**Extracted information**
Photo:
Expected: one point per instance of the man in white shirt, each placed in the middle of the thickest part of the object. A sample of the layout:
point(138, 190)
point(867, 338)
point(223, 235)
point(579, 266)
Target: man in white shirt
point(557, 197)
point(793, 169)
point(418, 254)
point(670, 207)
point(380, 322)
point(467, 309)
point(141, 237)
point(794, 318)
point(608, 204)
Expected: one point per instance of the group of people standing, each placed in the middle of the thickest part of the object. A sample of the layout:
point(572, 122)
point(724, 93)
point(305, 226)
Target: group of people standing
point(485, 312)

**What you will do**
Can you render all of the data above as a numbered list, leaving out any blank lines?

**Answer below**
1. Photo:
2. Expected: one point per instance of the man in white shirt, each placed in the middle of the thickest part of the object. A sample of the layout:
3. point(138, 190)
4. point(867, 338)
5. point(223, 235)
6. point(579, 266)
7. Target: man in white shirt
8. point(557, 197)
9. point(793, 169)
10. point(418, 254)
11. point(670, 207)
12. point(380, 322)
13. point(467, 309)
14. point(141, 237)
15. point(794, 318)
16. point(608, 204)
17. Expected: one point per instance of the group of people standing, each placed in the middle of the thickest part of the object. A sample of the layout:
18. point(572, 122)
19. point(724, 93)
20. point(305, 226)
21. Target: group of people standing
22. point(485, 312)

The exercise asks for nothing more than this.